## START Document segment

One last item to mention is how to redeploy the controllers in a disaster. Depending on what tool you use to deploy the operating systems on your nodes (e.g., LCMs), you should always make sure to have a backup of the base image used to deploy the controllers (the image usually includes packages and libraries needed for the basic functionality of the controllers). Taking periodic snapshots of the controllers and transferring them to safe locations would be a great way of recovering from a disaster without losing too much info or spending too much time restoring a backup.
Compute node redundancy
Depending on the capacity of the over-cloud compute nodes and the criticality of the instances running on them, there should always be room for at least one compute node failure so that all instances of the failed node can be evacuated to the spare node. If multiple compute node groups have different capabilities, such as CPU architectures, single root I/O virtualization (SR-IOV), data plane development kit (DPDK), etc., this design must be more granular to focus on finer details of individual components.
The best practice is to subdivide your nodes into multiple host-aggregates and then assign one or more spare compute nodes with the same capabilities and resources into those aggregates. Needless to say, these compute nodes must be empty of load to host the instances of the failed compute node. In addition, Availability Zones (AZs) can be mapped to these host aggregates, allowing users to select where their instances are deployed based on their requirements. If a compute node fails within an AZ, the instances can be seamlessly evacuated to the spare node(s) within the same AZ, minimizing disruption and maintaining service continuity.
The fencing mechanism and instance high-availability (HA) policy options are optional features that can be used to mitigate the impact of compute node failures, specifically for mission-critical deployed services that cannot tolerate any downtime due to such failures.. By defining specific HA policies for the instances, you can determine what happens to them if the underlying host goes down. Usually, the downtime of an instance cannot be tolerated. In that case, the applicable HA policy is ha-offline, which technically evacuates the instance into another compute node (the spare node). It is important to note that the fencing agent must be enabled in Nova for this scenario to work. More information on high availability for compute instances can be found here.

## END Document segment

● **Required task 1**
In the passage on compute node redundancy, which HA policy applies when an instance's downtime cannot be tolerated?
● **Required task 2**
Extend the passage on compute node redundancy, starting after its final sentence.
The material after this point has no connection to the passage on compute node redundancy.

## START Extracted records

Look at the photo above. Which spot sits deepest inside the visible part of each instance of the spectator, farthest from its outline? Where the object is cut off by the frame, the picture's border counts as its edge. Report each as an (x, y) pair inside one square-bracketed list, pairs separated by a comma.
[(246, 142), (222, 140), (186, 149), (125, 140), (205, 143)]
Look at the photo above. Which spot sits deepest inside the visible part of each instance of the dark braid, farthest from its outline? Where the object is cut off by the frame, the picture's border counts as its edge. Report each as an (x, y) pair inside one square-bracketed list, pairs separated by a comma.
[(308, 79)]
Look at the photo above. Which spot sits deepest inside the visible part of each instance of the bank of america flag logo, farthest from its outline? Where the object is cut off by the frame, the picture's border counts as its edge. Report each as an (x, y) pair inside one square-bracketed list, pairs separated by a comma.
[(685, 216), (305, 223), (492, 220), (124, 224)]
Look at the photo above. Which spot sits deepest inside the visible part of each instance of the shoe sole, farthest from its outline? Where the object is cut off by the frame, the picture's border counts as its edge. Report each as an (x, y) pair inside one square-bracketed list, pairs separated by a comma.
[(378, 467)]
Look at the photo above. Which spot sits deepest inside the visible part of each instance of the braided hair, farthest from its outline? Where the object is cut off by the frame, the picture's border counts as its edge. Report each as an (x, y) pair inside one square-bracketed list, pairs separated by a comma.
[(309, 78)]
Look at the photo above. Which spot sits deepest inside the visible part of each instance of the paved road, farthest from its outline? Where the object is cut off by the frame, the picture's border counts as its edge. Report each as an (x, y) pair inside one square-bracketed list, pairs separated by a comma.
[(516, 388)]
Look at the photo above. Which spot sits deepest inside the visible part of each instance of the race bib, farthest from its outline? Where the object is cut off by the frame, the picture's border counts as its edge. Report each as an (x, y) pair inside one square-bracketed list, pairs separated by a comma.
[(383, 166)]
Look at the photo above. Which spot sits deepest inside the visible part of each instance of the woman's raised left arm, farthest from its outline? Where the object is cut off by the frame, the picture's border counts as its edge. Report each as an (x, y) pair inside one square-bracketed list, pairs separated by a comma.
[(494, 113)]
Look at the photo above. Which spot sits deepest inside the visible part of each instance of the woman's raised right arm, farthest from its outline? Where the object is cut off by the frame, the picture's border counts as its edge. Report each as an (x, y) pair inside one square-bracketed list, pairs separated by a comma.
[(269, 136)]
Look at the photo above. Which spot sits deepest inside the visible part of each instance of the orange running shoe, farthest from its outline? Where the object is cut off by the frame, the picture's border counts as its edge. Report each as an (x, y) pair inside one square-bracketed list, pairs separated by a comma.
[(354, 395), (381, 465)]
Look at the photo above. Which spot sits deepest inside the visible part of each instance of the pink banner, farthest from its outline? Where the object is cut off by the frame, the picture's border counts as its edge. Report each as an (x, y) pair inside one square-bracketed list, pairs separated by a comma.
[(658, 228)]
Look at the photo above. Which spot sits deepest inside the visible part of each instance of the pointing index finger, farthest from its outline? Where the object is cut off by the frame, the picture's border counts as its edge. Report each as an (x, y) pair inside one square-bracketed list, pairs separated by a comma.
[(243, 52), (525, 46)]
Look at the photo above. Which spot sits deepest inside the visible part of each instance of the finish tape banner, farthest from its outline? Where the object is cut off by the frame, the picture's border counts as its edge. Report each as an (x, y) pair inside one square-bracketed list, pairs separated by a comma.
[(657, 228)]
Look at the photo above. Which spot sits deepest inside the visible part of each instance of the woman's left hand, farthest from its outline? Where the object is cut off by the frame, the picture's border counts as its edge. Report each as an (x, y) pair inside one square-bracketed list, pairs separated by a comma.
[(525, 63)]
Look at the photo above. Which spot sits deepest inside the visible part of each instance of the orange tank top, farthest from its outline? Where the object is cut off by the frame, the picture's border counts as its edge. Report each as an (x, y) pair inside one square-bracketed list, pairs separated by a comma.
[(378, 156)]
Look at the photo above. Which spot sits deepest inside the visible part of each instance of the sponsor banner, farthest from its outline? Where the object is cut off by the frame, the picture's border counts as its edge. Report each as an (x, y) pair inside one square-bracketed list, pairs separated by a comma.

## END Extracted records

● **Written response 1**
The ha-offline policy, which evacuates the instance to another compute node (the spare node).

● **Written response 2**
Another important consideration is handling OpenStack instances with local disks. Based on the probable incidents for compute nodes, there are usually two types of failures that can affect VMs that are not using Cinder or separate block storage:
- Disk failure on a compute node: In this case, a good practice is to have raid arrays that can tolerate the failure of a single disk.
- Compute node failure: To mitigate this, it’s recommended that you have a backup of the disk image (usually a qcow2 file) for instances with sensitive data.
Please also remember that for disaster recovery purposes, using Ceph (via RBD) which bypasses Cinder, or Cinder disks for VMs hosting critical services is much safer and more efficient. Both approaches ensure that even if the local storage of a compute node fails, the instance’s data remains intact and can be easily attached to another compute node, minimizing downtime and potential data loss. However, using Ceph directly via RBD offers the added benefit of bypassing the Cinder layer for potentially improved performance. Ceph’s distributed nature and self-healing capabilities, in particular, offer additional resilience against hardware failures. Additionally, because the instance’s metadata is stored separately, it can be used to launch the failed instance on another compute node, ensuring a seamless recovery process.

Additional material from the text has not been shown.